## Lista zadań:
**A)** Wypisz wszystkie roczne daty zapisane w tekście o koziołkach czterema cyframi.
**B)** Przepisz z tekstu o koziołkach fragment od słów „Zapraszam do zakupu” do słów „Historii Miasta Poznania.”.

## Tekst źródłowy:
Poznań, woj. wielkopolskie, PL
Poznańskie koziołki – wiadomo – koniecznie trzeba zobaczyć. Natomiast Muzeum Historii Miasta Poznania, mieszczące się w zabytkowym ratuszu było na liście rezerwowej. No ale się załapało i słusznie, bo ekspozycja bogata, a teraz przez dłuższy czas będzie niedostępna, z uwagi na remont. Z nami jednak możecie tam zajrzeć, a co!
Poznańskie koziołki w samo południe
Poznańskie koziołki są… oszczędne. Znaczy pojawiają się tylko raz dziennie – w samo południe. W związku z tym turyści gromadzą się tłumnie pod ratuszem, coby to cudo zobaczyć. Wszak być w Poznaniu i nie zobaczyć koziołków to niemal grzech ciężki!
A skąd wzięły się rogate stwory na poznańskiej wieży ratuszowej?
Wersja historyczna mówi, że w XVI w. podczas remontu i rozbudowy ratusza, postanowiono wyposażyć go również w nowy zegar, który – oprócz standardowego mechanizmu – miał mieć również „urządzenie błazeńskie, mianowicie koziołki”.
Dlaczego akurat koziołki, tego nie ma w oficjalnych dokumentach. O tym będzie legenda. Faktem jest, że zegar wraz z koziołkami zainstalowano w 1551 r. Niestety, w 1675 r. ratuszowa wieża wraz z zegarem i koziołkami została zniszczona uderzeniem pioruna. Po tym zdarzeniu koziołki wróciły na swoje miejsce dopiero w 1913 r.
Zapraszam do zakupu książeczki “Weronika szuka skarbów” – opowiastki dla dzieci i rodziców, inspirowanej zabawą w geocaching.

Obecny mechanizm pochodzi z końca XX w., a poprzednie zwierzaki można oglądać w Muzeum Historii Miasta Poznania.

Dlaczego koziołki?
Legenda o koziołkach z ratuszowej wieży jest w sumie całkiem prawdopodobna, nie ma tu wszak żadnych niesamowitości, ino samo życie ;]
Otóż przystępując do rozbudowy poznańskiego ratusza, władze miasta zamówiły także wspaniały zegar, który miał zdobić ratuszową wieżę. Aby uczcić to wydarzenie, zaplanowano wystawną ucztę, na zaproszono najważniejsze osobistości z miasta i okolic.

## Surowe dane:
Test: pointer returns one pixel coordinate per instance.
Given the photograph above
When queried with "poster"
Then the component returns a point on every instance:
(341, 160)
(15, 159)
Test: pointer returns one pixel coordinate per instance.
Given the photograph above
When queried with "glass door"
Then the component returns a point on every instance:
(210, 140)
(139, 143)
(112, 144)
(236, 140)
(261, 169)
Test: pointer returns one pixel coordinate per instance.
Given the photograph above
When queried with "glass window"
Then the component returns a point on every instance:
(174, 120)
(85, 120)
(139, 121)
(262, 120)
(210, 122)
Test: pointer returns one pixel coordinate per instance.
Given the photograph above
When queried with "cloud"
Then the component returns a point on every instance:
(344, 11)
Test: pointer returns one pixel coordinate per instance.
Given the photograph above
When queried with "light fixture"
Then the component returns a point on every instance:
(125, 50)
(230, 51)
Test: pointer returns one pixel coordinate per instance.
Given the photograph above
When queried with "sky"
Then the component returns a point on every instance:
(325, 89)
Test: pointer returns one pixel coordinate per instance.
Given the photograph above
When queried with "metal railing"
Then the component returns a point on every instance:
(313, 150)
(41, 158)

## Wyniki:
**A)** 1551, 1675, 1913

**B)**
Zapraszam do zakupu książeczki “Weronika szuka skarbów” – opowiastki dla dzieci i rodziców, inspirowanej zabawą w geocaching.

Obecny mechanizm pochodzi z końca XX w., a poprzednie zwierzaki można oglądać w Muzeum Historii Miasta Poznania.